**DOCUMENT TEXT:**
--

SGST: Rs. 300 can be adjusted with SGST on purchase but Rs. 60 cant be adjusted with the balance of CGST. He is liable to pay Rs. 60 in SGST.

Generally, we make payment of tax for all transactions during the month by 20th of next month. We need to file a return for that. When we file a return of a month, a challan is created after filing all basic details. Then we can pay that challan via bank and can file the return. You also need to file a return of sales or outward supply. The return for the payment of tax is GSTR3b and sales is GSTR 1. Apart from this an annual return is also filed. It is called GSTR 9 or annual return.

When to take registration in GST?

Now you may think, whether all of us are required to pay GST. We do but not directly to the government. Levy section of the CGST Act prescribes the people who are liable to collect and pay tax on behalf of the government. Accordingly following are liable to register:

  • When the turnover crosses Rs. 20 Lac. In case of a supply of Goods only the turnover limit is Rs 40 lac. 
  • Where a person is liable to pay tax under reverse charge
  • A casual taxable person or non-resident taxable person.
  • Inter-state supply of Goods (even for a single transaction)
  • Electronic commerce operator 
  • A person covered under reverse charge
  • An ISD

Filing of returns in GST:

There are only two main returns in GST. GSTR 3b and GSTR 1. 


There is a late fee for the late filing of these returns.  In case of late filing of GSTR 3b, interest is also leviable. We need to pay tax at the time of filing of GSTR3b. The interest rate is 18%. It is levied on the net tax payable after the adjustment of ITC. Domestic supply is declared in table 3.1.b of GSTR 3b. Zero-rated supplies like Export and supply to SEZ developer or unit are to be declared in table 3.1.b of GSTR 3b.

Annual return, GSTR 9: Other than this an annual return is also required to be filed by a registered person. But for the first two years requirement of annual return is waived off for the taxpayers having turnover up to 2 crores. But for the future years this may be required to be filed by every taxpayer.

GSTR 9C, GST Audit: Every taxpayer having turnover more than Rs. 2 crores is required to file GSTR 9C. This is a reconciliation statement and audit report of GST.

Composition scheme of GST for the small taxpayer:

There is a scheme for small taxpayers. It is called the composition scheme. In this scheme fewer compliances are required There is no eligibility of ITC. The taxpayer can pay tax at a reduced rate of 1% in the case of a supply of Goods. In the case of the services tax rate is 6%. This tax is not collected from the buyer There is no tax invoice for this supply. You can opt for it at the GSTN portal at the time of registration or later on. The threshold limit for this levy in 1.5 Cr.

Return: A composition dealer can file their return in form CMP 08. They need to file it quarterly. A return in form GSTR 4A is also required to be filed annually. They are also required to file annual returns. But for the initial two years are exempted from filing an annual return.

Exports in GST:

Exporters are provided specific benefits in GST. They can export the goods without payment of tax. A LUT is required for export without payment of tax. In case of export with payment of tax they can claim the refund of tax paid. In the case of LUT export also they can claim the refund of an input tax credit.

--

(Excerpts from point annotation data)

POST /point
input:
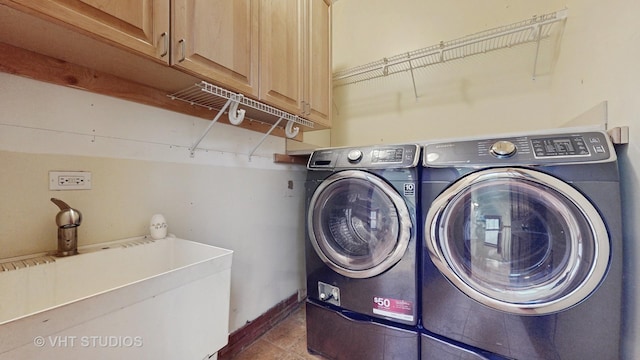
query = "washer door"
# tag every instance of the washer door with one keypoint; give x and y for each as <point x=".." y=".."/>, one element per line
<point x="518" y="240"/>
<point x="358" y="224"/>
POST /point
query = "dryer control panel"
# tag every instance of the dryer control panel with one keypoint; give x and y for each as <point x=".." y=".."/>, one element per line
<point x="551" y="149"/>
<point x="379" y="156"/>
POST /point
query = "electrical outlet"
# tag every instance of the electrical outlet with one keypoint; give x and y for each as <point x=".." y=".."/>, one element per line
<point x="69" y="180"/>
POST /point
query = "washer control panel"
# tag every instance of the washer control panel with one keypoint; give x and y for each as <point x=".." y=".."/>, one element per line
<point x="523" y="150"/>
<point x="380" y="156"/>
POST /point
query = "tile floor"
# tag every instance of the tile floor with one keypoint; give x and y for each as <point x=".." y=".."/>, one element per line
<point x="286" y="341"/>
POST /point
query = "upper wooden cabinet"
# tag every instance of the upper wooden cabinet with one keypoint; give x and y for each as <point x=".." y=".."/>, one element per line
<point x="217" y="40"/>
<point x="141" y="26"/>
<point x="274" y="51"/>
<point x="317" y="95"/>
<point x="295" y="57"/>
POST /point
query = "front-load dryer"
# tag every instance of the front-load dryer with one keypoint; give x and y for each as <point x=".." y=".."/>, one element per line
<point x="522" y="245"/>
<point x="361" y="244"/>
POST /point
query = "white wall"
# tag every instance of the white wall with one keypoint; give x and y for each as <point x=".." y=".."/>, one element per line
<point x="140" y="164"/>
<point x="595" y="61"/>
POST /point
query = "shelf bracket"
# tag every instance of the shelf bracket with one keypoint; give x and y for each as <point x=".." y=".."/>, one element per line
<point x="413" y="79"/>
<point x="193" y="147"/>
<point x="290" y="130"/>
<point x="236" y="116"/>
<point x="538" y="32"/>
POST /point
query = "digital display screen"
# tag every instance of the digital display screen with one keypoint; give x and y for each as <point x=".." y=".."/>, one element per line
<point x="387" y="155"/>
<point x="561" y="146"/>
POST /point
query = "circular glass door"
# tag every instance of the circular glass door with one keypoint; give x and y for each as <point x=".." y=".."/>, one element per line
<point x="518" y="240"/>
<point x="358" y="224"/>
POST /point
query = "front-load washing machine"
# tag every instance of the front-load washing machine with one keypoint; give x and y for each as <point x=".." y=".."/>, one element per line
<point x="523" y="245"/>
<point x="361" y="246"/>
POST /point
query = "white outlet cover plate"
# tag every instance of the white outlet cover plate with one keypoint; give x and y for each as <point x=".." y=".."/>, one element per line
<point x="69" y="180"/>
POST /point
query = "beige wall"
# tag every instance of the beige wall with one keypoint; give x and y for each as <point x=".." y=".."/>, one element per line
<point x="595" y="61"/>
<point x="140" y="165"/>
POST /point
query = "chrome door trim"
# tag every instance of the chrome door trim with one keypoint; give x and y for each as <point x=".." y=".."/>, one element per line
<point x="599" y="232"/>
<point x="404" y="219"/>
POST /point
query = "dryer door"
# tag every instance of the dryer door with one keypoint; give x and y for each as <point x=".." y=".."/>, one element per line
<point x="358" y="224"/>
<point x="518" y="240"/>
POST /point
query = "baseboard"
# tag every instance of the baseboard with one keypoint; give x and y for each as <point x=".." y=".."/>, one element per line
<point x="246" y="335"/>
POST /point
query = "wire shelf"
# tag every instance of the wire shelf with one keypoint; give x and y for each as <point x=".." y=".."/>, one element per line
<point x="214" y="97"/>
<point x="531" y="30"/>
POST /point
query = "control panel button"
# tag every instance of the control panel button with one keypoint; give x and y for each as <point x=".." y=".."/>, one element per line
<point x="354" y="155"/>
<point x="503" y="149"/>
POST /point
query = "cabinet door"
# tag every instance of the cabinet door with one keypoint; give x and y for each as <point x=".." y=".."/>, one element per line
<point x="317" y="97"/>
<point x="217" y="40"/>
<point x="281" y="53"/>
<point x="142" y="25"/>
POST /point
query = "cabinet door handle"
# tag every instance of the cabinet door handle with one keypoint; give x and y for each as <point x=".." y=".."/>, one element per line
<point x="182" y="50"/>
<point x="165" y="42"/>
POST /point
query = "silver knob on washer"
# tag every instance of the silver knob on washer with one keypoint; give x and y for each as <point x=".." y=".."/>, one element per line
<point x="354" y="155"/>
<point x="503" y="149"/>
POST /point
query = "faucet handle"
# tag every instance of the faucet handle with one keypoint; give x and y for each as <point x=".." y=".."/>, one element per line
<point x="61" y="204"/>
<point x="67" y="217"/>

--

**BRIEF 1:**
Reproduce the part of the GST text that opens with the words "When to take" and closes with "a single transaction)".
**BRIEF 2:**
Resume the GST text from its last sentence onward.

**EXERCISE RESPONSE 1:**
When to take registration in GST?

Now you may think, whether all of us are required to pay GST. We do but not directly to the government. Levy section of the CGST Act prescribes the people who are liable to collect and pay tax on behalf of the government. Accordingly following are liable to register:

  • When the turnover crosses Rs. 20 Lac. In case of a supply of Goods only the turnover limit is Rs 40 lac. 
  • Where a person is liable to pay tax under reverse charge
  • A casual taxable person or non-resident taxable person.
  • Inter-state supply of Goods (even for a single transaction)

**EXERCISE RESPONSE 2:**
A form in RFD 1A is available on the GST portal. This form can be used to file a refund in GST.  Now the refund process is completely online. there is no need to visit the department. Once the form is filed, the officer can issue a Deficiency memo. The taxpayer can file the details required in the deficiency memo. An acknowledgment is issued. In 7 days after this acknowledgment refund is issued.

Important changes in GST since inception:

Every day starts with something new in GST. We have compiled various changes in the law since its inception.

Registration in GST: 

Important changes in registration provisions of GST since inception.

  • Voluntary registration can also be canceled by the taxpayer.
  • E-commerce vendor is not required to take registration up to a turnover of 20lac.
  • The Interstate supply of services is not mandatory registration criteria anymore.

Input tax credit 

Rule 36(4)

Non-availability of the input tax credit when it is not reflecting in GSTR 2A of the taxpayer. Only 10% of ITC reflecting in GSTR 2A can be taken in excess of what is reflecting.

Illustration: 4

There was an ITC of rs. 32000 in the GSTR 2A of X ltd. But they have invoices for purchases having a tax of Rs. 44000. They can take ITC of Rs. 32000+10%= Rs. 35,200 rupees. The rest of the ITC is available once it is also reflected in GSTR 2A.

Rule 88A:

Manner of the utilization of ITC.  This provision is inserted from 29th March 2019 and amended on 28th June 2019. ITC of CGST or SGST can be utilized only when the ITC of IGST is exhausted.

Illustration: 5

Syska Ltd has the following input tax credit in their ledger.

  • IGST Rs. 30000
  • CGST Rs. 40,000
  • SGST Rs. 40,000

They have the following output tax liability.

CGST: Rs. 50,000

SGST: Rs. 50,000

Now we need to adjust the IGST first.

Rs. 50,000- IGST ITC of Rs. 30,000=Rs. 20,000. This Rs. 20,000 can be adjusted by CGST ITC.

Now for SGST, we can utilize the ITC of SGST= Rs. 50,000-Rs. 40000(SGST ITC). They need to pay Rs. 10000 via cash ledger.

This provision saw a lot of opposition. Then it was clarified that proportionate adjustment of ITC is also possible.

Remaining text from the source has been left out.